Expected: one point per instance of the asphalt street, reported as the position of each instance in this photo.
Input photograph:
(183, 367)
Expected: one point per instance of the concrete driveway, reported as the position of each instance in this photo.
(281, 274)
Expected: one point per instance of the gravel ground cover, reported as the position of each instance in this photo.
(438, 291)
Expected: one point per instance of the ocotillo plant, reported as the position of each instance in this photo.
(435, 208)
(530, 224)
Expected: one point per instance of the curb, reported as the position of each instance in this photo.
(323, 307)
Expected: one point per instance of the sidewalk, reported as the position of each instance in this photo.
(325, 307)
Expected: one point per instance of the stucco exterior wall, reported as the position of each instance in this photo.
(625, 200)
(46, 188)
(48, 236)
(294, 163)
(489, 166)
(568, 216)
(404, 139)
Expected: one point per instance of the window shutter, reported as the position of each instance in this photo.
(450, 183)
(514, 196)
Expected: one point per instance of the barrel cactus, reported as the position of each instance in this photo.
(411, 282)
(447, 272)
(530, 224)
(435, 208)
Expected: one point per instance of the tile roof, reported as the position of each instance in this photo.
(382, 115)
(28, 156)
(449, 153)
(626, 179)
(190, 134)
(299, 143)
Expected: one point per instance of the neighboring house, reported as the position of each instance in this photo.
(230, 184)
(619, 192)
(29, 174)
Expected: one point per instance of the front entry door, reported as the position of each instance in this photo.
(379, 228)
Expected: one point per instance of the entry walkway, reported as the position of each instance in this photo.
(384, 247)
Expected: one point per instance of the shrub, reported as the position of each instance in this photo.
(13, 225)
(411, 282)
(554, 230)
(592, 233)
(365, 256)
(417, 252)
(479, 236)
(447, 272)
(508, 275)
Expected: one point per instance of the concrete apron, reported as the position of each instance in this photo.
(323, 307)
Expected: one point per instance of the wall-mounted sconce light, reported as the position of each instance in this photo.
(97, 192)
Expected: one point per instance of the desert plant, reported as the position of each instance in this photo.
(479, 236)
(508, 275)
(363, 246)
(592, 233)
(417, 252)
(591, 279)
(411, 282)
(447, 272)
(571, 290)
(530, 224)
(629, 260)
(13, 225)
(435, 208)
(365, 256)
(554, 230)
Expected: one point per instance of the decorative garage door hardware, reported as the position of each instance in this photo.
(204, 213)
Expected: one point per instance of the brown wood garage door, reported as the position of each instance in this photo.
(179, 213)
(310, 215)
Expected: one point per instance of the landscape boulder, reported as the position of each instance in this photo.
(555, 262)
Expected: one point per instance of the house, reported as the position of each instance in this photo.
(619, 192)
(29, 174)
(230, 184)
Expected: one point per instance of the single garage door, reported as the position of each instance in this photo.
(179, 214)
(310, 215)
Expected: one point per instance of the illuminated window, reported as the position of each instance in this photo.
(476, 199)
▬▬▬
Written request —
Each line from the one with "Expected: one point per instance of the entry" through the last line of the records must be written out word for word. Include nothing else.

Task solution —
Expected: one point per instance of the entry walkway, reported as the position of each instance in this photo.
(384, 247)
Expected: one point per instance of the shrub, reported as the position of each instance in this photo.
(13, 225)
(411, 282)
(554, 230)
(592, 233)
(365, 256)
(417, 252)
(479, 236)
(447, 272)
(508, 275)
Expected: one point per instance of the concrete apron, reported as the position of each instance in this photo.
(323, 307)
Expected: one point per instance of the wall-mounted sconce light, reported as the position of each instance in this photo.
(97, 192)
Expected: one point per instance of the desert plant, reported as the position of each instance in this photo.
(479, 236)
(508, 275)
(363, 246)
(592, 233)
(417, 252)
(591, 279)
(411, 282)
(447, 272)
(571, 290)
(530, 224)
(629, 260)
(13, 225)
(435, 208)
(365, 256)
(554, 230)
Expected: one point per instance of the decorative garage door hardware, reported as the position of each instance in this photo.
(204, 213)
Expected: one point per instance of the brown wood garage door, reported as the position of each instance in this photo.
(179, 213)
(310, 215)
Expected: one point per instance of the landscape boulder, reported as the position of each instance in this photo.
(555, 262)
Expected: one point per instance of the house, reported as the position of each instance in this photo.
(619, 192)
(29, 174)
(230, 184)
Expected: one point per instance of the single garage door, reported as the position of each instance in this photo.
(179, 214)
(310, 215)
Expected: one point per instance of the illuminated window, reported as the position of each instance in this photo.
(476, 199)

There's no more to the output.